* _What is expected_: Show every line of the material that contains the string "JSON", treating uppercase and lowercase as different.

(Region annotation entries)
-----

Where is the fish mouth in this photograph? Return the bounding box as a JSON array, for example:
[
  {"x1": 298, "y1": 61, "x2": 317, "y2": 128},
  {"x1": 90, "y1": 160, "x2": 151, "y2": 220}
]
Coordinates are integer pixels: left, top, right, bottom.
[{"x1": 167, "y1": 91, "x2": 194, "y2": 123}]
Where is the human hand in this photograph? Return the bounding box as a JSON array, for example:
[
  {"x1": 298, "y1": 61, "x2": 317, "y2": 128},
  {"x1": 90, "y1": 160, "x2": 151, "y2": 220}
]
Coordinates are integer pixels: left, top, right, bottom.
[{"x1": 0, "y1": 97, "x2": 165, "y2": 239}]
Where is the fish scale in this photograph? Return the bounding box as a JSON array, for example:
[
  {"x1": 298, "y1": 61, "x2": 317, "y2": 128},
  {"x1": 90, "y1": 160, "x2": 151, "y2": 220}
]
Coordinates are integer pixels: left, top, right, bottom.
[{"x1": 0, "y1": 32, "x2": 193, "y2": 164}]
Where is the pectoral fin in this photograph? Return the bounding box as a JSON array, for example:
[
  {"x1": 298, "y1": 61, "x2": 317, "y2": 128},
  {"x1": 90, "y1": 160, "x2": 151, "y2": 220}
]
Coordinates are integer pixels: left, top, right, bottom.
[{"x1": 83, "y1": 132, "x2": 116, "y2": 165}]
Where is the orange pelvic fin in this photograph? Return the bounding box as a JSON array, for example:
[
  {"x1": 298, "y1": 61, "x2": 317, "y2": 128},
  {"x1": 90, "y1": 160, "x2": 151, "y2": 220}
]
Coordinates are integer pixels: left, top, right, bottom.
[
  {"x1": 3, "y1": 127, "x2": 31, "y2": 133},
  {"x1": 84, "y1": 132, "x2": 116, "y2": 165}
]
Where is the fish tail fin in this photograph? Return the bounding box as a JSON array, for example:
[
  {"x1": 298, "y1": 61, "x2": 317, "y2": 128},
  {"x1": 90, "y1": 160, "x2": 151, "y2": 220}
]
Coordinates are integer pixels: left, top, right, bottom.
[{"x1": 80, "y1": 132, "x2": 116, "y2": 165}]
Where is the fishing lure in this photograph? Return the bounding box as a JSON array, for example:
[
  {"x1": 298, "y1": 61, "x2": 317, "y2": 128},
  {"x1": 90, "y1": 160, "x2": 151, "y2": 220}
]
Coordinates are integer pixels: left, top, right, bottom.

-----

* _Final result_:
Where is the fish mouth in this photograph? Return the bounding box as a JSON array, for example:
Where is the human hand in this photograph? Return the bounding box as a JSON array, for example:
Where is the fish scale in this photograph? Return the bounding box as a JSON array, for example:
Where is the pectoral fin in this photograph? Return the bounding box as a JSON array, for example:
Where is the orange pelvic fin in this photograph? Return the bounding box as a JSON array, for example:
Where is the fish tail fin in this photograph? Return the bounding box as a JSON array, for example:
Where is the fishing lure in this photograph? Return the bounding box as a JSON array, for example:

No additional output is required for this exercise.